(WHAT YOU ARE ASKED TO DO):
Retype the rows below word for word, from the first line up to and including the line with "[(276, 128)]". Leave the pictures out of your copy.

(ENTRIES SHOWN):
>> Begin

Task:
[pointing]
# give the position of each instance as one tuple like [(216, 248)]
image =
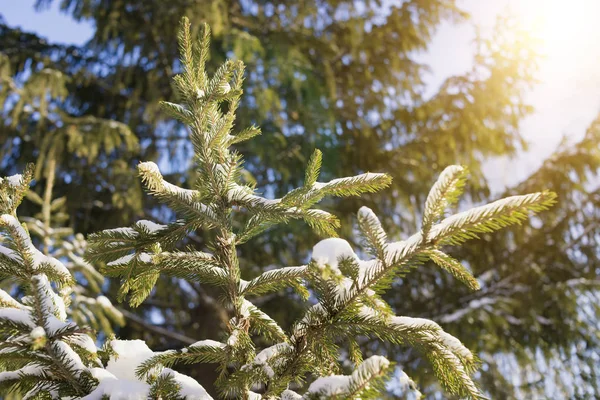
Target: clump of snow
[(265, 356), (52, 303), (104, 302), (455, 345), (114, 388), (415, 323), (224, 87), (85, 342), (130, 354), (151, 227), (8, 301), (330, 251), (250, 395), (330, 385), (121, 261), (8, 252), (28, 370), (70, 355), (208, 343), (290, 395), (189, 389), (15, 180), (37, 332), (145, 258), (233, 338)]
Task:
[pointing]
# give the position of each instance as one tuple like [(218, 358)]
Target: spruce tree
[(89, 306), (254, 352)]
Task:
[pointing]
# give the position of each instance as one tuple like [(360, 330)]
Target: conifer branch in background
[(344, 290)]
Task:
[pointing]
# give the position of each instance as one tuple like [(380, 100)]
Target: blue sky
[(566, 99)]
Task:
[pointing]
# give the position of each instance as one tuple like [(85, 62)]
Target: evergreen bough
[(46, 356)]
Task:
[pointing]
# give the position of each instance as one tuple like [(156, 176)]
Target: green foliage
[(342, 285), (319, 73)]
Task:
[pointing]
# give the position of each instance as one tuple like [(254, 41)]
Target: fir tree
[(319, 70), (345, 290), (88, 305)]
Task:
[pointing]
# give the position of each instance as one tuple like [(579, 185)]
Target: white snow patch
[(208, 343), (15, 180), (37, 332), (189, 389), (330, 385), (104, 302), (131, 353), (150, 226), (330, 251)]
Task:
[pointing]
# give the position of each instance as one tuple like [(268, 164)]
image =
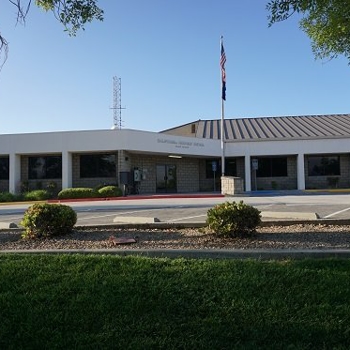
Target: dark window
[(47, 167), (230, 167), (97, 165), (4, 168), (323, 166), (272, 167)]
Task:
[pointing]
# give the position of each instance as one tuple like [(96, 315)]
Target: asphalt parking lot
[(192, 209)]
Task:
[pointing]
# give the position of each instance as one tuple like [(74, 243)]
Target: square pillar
[(15, 172), (67, 170), (301, 171), (247, 170)]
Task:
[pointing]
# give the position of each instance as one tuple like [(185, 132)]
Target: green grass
[(111, 302)]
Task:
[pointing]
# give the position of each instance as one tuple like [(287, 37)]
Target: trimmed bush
[(233, 219), (110, 191), (37, 195), (46, 220), (79, 192), (9, 197)]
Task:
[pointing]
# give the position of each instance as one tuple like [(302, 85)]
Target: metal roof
[(276, 128)]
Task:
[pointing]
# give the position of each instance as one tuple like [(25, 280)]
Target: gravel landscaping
[(301, 236)]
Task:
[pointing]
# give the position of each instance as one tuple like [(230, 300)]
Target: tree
[(73, 14), (326, 22)]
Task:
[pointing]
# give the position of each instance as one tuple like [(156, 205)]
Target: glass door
[(166, 178)]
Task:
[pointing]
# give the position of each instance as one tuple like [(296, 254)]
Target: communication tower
[(117, 103)]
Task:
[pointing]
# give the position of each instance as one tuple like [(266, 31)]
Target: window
[(323, 166), (230, 167), (47, 167), (4, 168), (272, 167), (97, 165)]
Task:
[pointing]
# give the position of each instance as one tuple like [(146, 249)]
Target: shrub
[(36, 195), (46, 220), (79, 192), (110, 191), (233, 219)]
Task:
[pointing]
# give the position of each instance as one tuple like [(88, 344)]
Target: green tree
[(326, 22), (73, 14)]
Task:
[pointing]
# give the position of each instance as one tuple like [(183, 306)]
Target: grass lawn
[(111, 302)]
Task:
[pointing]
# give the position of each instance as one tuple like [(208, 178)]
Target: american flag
[(223, 72)]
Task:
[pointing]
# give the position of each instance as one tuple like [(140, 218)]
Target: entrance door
[(166, 178)]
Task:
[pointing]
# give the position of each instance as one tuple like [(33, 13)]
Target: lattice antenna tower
[(117, 103)]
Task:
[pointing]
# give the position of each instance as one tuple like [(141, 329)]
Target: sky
[(167, 54)]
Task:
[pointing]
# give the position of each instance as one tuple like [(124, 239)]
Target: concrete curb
[(258, 254), (7, 225)]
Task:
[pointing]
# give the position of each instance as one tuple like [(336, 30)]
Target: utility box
[(137, 175), (124, 178)]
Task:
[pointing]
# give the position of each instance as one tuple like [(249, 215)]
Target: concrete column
[(301, 171), (15, 172), (247, 169), (67, 170)]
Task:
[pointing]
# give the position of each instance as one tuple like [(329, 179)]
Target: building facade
[(303, 152)]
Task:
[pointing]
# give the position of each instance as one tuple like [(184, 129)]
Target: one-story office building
[(293, 152)]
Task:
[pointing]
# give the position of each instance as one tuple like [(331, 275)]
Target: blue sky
[(167, 56)]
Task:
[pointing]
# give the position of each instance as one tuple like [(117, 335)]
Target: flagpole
[(223, 97), (222, 138)]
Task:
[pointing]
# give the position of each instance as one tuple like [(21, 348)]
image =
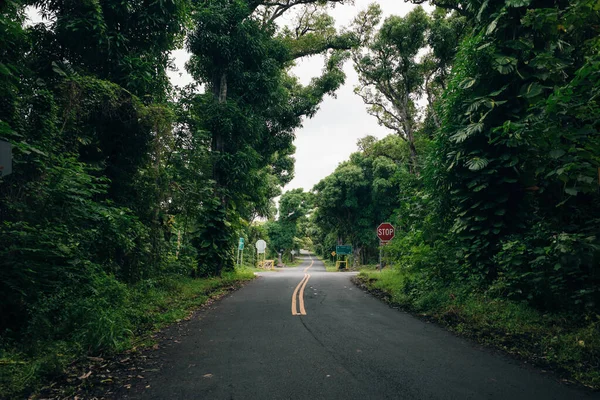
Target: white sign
[(261, 246), (5, 158)]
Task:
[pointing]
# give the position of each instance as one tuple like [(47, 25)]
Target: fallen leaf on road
[(85, 376)]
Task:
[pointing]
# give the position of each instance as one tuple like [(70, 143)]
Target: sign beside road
[(5, 158), (261, 246), (385, 232), (343, 250)]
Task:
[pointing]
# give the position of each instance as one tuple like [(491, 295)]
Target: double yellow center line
[(298, 296)]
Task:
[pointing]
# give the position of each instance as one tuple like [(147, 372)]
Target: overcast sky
[(330, 137)]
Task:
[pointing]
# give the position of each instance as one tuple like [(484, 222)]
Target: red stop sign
[(385, 232)]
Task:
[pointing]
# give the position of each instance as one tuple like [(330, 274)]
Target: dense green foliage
[(507, 201), (121, 180), (503, 211)]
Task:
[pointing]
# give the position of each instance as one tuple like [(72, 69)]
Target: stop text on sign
[(385, 232)]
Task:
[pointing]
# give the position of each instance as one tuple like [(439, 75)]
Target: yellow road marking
[(294, 312), (311, 263), (301, 295), (299, 292)]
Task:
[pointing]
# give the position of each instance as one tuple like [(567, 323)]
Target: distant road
[(329, 341)]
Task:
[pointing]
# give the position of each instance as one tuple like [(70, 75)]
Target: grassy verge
[(570, 348), (330, 266), (25, 367)]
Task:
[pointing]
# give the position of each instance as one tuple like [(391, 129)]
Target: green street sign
[(343, 250)]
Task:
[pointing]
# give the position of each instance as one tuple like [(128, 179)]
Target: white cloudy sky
[(330, 137)]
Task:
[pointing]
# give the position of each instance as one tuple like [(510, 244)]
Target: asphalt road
[(348, 345)]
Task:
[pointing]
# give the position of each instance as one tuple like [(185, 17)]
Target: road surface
[(329, 341)]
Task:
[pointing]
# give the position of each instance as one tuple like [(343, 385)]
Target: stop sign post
[(385, 233)]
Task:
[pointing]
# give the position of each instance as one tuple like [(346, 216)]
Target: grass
[(149, 306), (556, 341), (330, 266)]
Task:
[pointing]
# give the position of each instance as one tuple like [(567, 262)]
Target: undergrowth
[(568, 345)]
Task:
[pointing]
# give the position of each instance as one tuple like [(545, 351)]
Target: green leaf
[(571, 191)]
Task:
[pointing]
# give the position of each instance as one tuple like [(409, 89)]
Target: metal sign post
[(5, 158), (385, 233), (261, 246)]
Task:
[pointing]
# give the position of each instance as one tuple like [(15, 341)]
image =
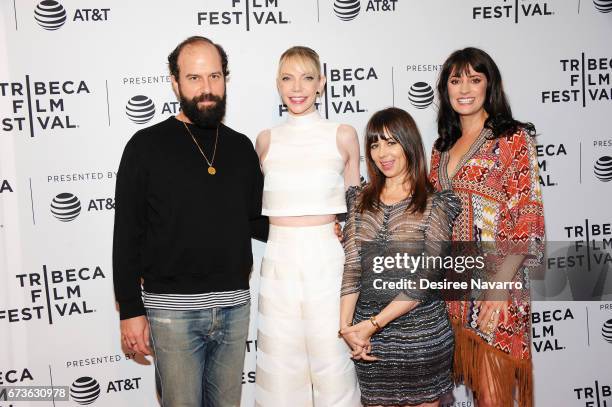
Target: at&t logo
[(51, 15), (347, 10), (512, 9), (603, 168), (606, 331), (421, 95), (589, 80), (85, 390), (246, 13), (140, 109), (65, 207), (603, 6), (5, 186)]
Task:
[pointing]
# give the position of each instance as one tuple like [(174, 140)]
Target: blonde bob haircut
[(306, 58)]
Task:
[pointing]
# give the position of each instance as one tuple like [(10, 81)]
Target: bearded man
[(188, 200)]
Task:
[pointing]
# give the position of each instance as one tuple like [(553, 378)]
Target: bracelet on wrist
[(375, 323)]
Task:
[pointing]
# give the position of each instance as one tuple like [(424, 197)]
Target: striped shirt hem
[(190, 302)]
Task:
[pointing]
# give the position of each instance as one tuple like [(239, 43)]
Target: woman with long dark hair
[(489, 160), (400, 335)]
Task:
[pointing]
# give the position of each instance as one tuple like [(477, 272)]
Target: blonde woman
[(308, 163)]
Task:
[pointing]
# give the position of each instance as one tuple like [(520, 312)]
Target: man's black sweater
[(180, 229)]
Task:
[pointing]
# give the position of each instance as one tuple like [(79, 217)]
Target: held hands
[(358, 339), (491, 313), (135, 334), (338, 230)]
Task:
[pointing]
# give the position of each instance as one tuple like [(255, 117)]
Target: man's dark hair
[(173, 57)]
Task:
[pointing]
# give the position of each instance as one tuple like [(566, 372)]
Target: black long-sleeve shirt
[(180, 229)]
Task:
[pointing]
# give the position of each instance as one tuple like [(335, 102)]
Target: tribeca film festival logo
[(246, 13), (51, 15), (545, 154), (588, 81), (347, 10), (140, 109), (54, 293), (598, 395), (512, 10), (591, 242), (86, 390), (543, 336), (40, 105)]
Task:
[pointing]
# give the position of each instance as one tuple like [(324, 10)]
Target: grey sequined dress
[(415, 351)]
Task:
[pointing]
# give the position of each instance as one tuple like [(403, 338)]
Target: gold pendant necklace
[(211, 170)]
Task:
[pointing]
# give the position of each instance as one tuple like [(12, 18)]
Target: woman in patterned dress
[(489, 160), (401, 338)]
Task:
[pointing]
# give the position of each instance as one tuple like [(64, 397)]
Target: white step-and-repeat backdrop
[(70, 69)]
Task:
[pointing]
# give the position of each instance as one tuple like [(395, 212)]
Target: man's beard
[(209, 116)]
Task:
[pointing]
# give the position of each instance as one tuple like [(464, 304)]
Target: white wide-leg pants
[(300, 359)]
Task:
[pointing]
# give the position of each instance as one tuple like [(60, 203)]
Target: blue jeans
[(199, 355)]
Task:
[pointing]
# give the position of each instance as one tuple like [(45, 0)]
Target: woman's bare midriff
[(311, 220)]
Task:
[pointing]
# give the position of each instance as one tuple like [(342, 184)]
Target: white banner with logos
[(72, 72)]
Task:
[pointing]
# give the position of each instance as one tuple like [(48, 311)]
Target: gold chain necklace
[(211, 169)]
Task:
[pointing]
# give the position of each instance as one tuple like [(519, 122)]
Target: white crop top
[(303, 169)]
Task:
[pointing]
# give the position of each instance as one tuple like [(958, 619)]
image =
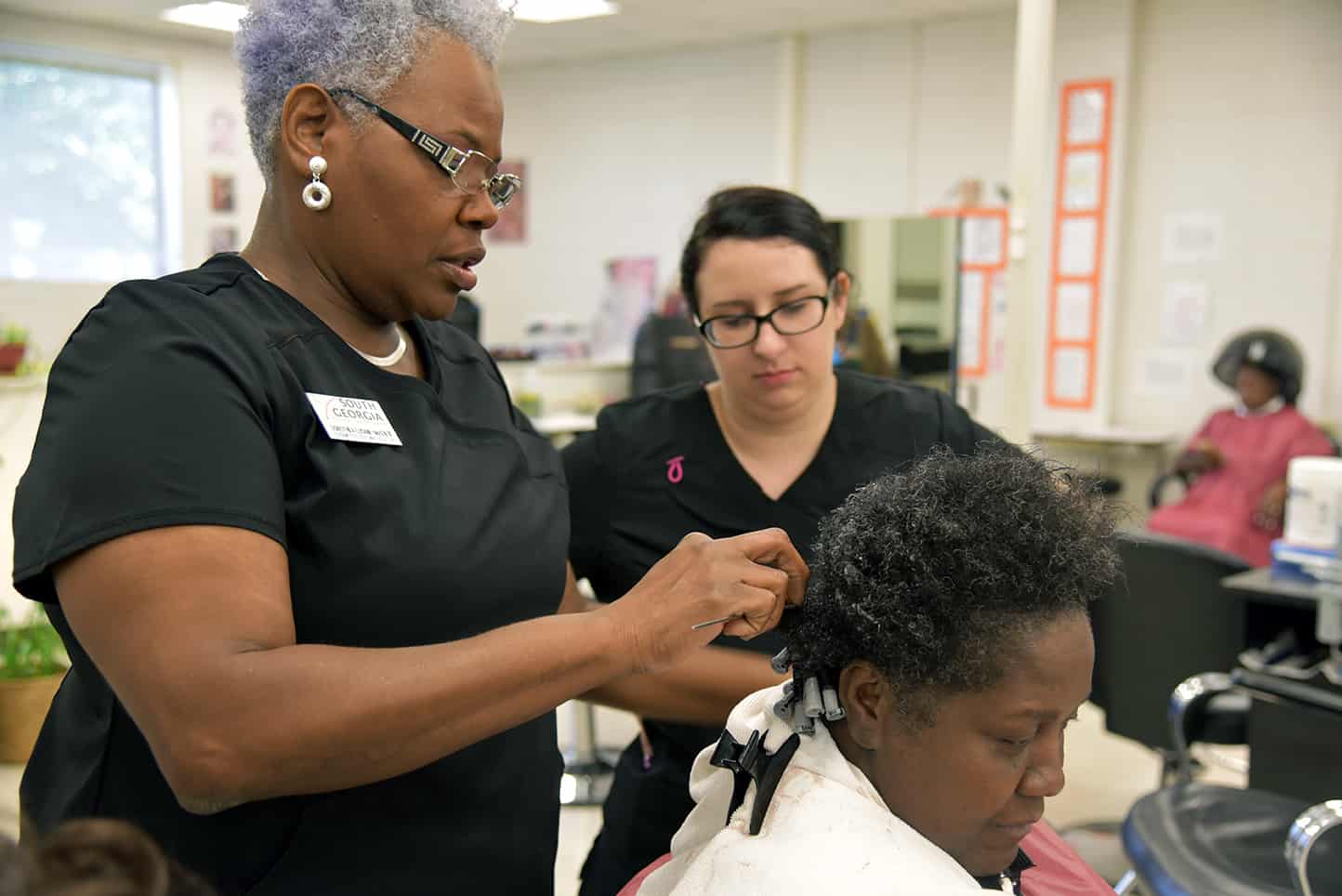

>> End

(FULL ANSWER):
Task:
[pointing]
# give the position of each instance as one tuple like [(216, 248)]
image =
Target: clump of snow
[(265, 356), (52, 303), (104, 302), (455, 345), (114, 388), (415, 323), (224, 87), (85, 342), (130, 354), (151, 227), (8, 301), (330, 251), (250, 395), (330, 385), (121, 261), (8, 252), (28, 370), (70, 355), (208, 343), (290, 395), (189, 389), (15, 180), (37, 332), (145, 258), (233, 338)]
Task:
[pointing]
# give the position of each instance as one tuple like [(218, 358)]
Target: spruce tree
[(89, 306), (254, 352)]
Task:
[pointing]
# give the position of each instance as one tuple like [(360, 330)]
Target: conifer branch in background
[(344, 290)]
Task:
[pointing]
# give the position of each instance as one tuple like [(380, 100)]
Target: blue sky
[(566, 99)]
Task:
[pointing]
# give the position of each instance as one tuple like [(85, 62)]
Target: evergreen bough
[(46, 356)]
Task:
[pointing]
# give the position of each instance as one tuple like [(156, 176)]
Target: green foliage
[(342, 285), (319, 73)]
Task:
[pointing]
# give the position of each instance as one tuple like [(254, 41)]
Target: fir tree
[(319, 70), (345, 290), (88, 305)]
Task:
[pointing]
# give the position of each instance as one tuple like [(579, 185)]
Target: white snow patch
[(208, 343), (15, 180), (37, 332), (189, 389), (330, 385), (104, 302), (131, 353), (150, 226), (330, 251)]
Task:
[pointing]
# give the position of each instance as one tuple like [(268, 164)]
image =
Target: dark window
[(47, 167), (230, 167), (97, 165), (4, 168), (323, 166), (272, 167)]
Task:
[pointing]
# give the position of each instance as one tuple like [(96, 315)]
Target: asphalt parking lot
[(192, 209)]
Task:
[pointing]
# give the position of each instance as one tuple like [(74, 243)]
Target: square pillar
[(15, 172), (67, 170), (301, 171), (247, 170)]
Task:
[pointing]
# give the position of each instance as one tuple like [(185, 132)]
Target: green grass
[(111, 302)]
Task:
[pointing]
# give the position of each instance as one tuple like [(287, 37)]
Target: trimmed bush
[(233, 219), (110, 191), (37, 195), (46, 220), (79, 192), (9, 197)]
Task:
[pointing]
# give the position of each instance as one tuple like [(302, 85)]
Target: metal roof
[(276, 128)]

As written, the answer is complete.